SHORT EXERCISE: Rewrite every line of the records below as a numbered list, skipping blank lines and leaving the pictures out.

RECORDS FOR PROCESSING:
******
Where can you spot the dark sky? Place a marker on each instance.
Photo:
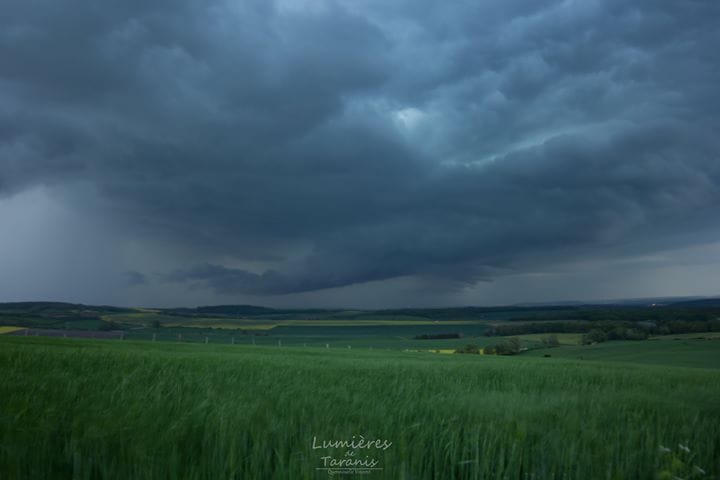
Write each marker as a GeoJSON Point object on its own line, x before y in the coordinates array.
{"type": "Point", "coordinates": [363, 153]}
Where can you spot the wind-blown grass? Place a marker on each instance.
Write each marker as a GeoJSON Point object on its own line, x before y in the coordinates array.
{"type": "Point", "coordinates": [91, 409]}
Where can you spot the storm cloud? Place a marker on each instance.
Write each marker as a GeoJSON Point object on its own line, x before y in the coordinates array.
{"type": "Point", "coordinates": [273, 148]}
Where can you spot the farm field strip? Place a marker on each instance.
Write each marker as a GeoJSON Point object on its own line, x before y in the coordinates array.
{"type": "Point", "coordinates": [82, 409]}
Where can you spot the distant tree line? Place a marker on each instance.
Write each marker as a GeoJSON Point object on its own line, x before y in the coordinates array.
{"type": "Point", "coordinates": [597, 331]}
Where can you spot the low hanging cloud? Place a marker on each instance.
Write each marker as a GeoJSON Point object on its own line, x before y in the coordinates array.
{"type": "Point", "coordinates": [299, 146]}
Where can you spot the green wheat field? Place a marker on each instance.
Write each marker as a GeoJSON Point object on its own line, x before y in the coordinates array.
{"type": "Point", "coordinates": [85, 409]}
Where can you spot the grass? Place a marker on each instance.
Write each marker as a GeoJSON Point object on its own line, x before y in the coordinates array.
{"type": "Point", "coordinates": [92, 409]}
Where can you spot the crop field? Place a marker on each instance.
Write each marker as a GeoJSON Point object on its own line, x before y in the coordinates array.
{"type": "Point", "coordinates": [76, 408]}
{"type": "Point", "coordinates": [9, 329]}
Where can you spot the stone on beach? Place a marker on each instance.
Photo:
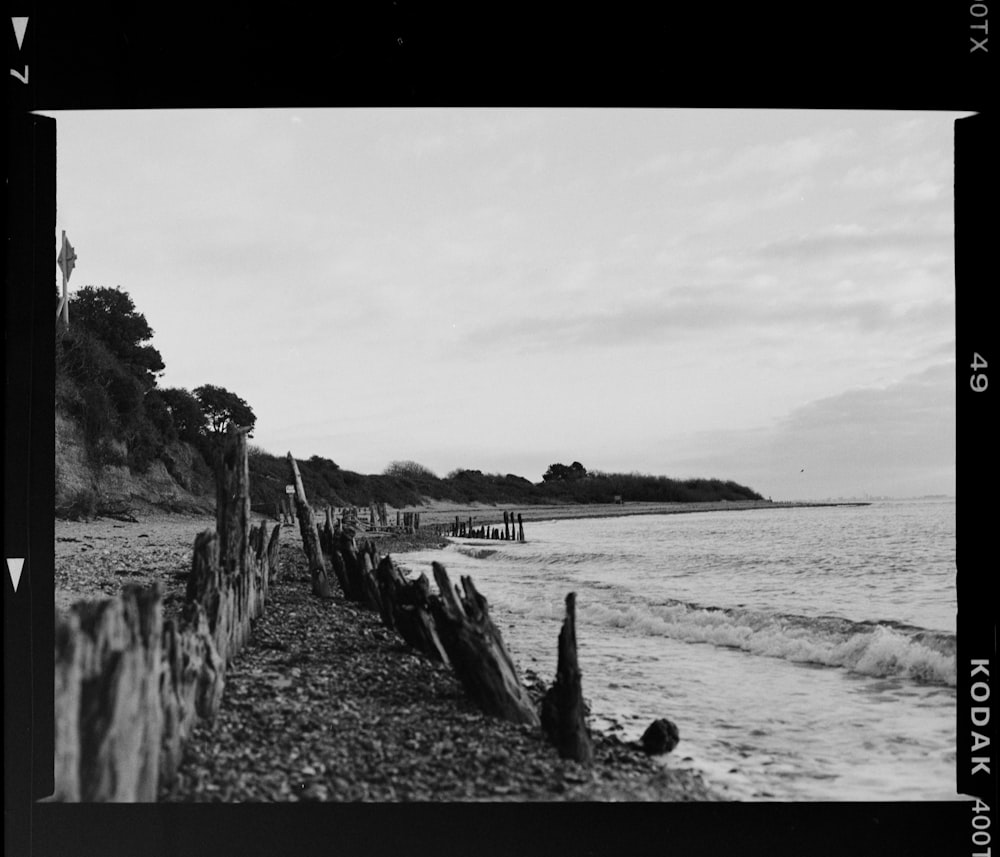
******
FINISHED TASK:
1. Where can you spot the dark sky? Place a marker on each instance.
2. Photo:
3. Write each marker as a GeoJSON Point object on its own line, x before y in the coordinates array.
4. {"type": "Point", "coordinates": [363, 153]}
5. Where can you spot the wind-blown grass? Place a marker on each instance.
6. Write each marker as a GeoJSON Point object on its own line, x before y in the coordinates array.
7. {"type": "Point", "coordinates": [91, 409]}
8. Where can you spot the storm cloud? Place a marker on each instance.
9. Write each marker as a GeoJSON Point object on its own line, x before y in the coordinates array.
10. {"type": "Point", "coordinates": [273, 148]}
11. Where can you spot the farm field strip? Place a marker on each instance.
12. Write each marker as a GeoJSON Point object on its own line, x before y in the coordinates array.
13. {"type": "Point", "coordinates": [82, 409]}
14. Where can you spot the distant tree line? Place a marker on each instance.
15. Write each marker as a GeoJSON Point object on its own line, x before y in the coordinates array.
16. {"type": "Point", "coordinates": [597, 331]}
17. Where can you spot the low hanging cloud? Place a marker on each instance.
18. Write each marker as a GeoJSON Point object on its own line, x before y in the coordinates array.
19. {"type": "Point", "coordinates": [299, 146]}
20. Where can you spot the green wheat field? Place a marker on each instance.
21. Write each marker as a GeoJSON Point object on its own line, x before y in the coordinates array.
22. {"type": "Point", "coordinates": [85, 409]}
23. Where can you spot the grass? Place a marker on each instance.
24. Write each marker as a GeoJSON Point object on its own line, x before y in the coordinates array.
25. {"type": "Point", "coordinates": [92, 409]}
26. Where can you spot the crop field? Place a marker on each instance.
27. Write each marker as a GeoJSON Point object on its own line, x before y in the coordinates array.
28. {"type": "Point", "coordinates": [76, 408]}
29. {"type": "Point", "coordinates": [9, 329]}
30. Where can you spot the stone on beach? Place a marker on each instance.
31. Photo:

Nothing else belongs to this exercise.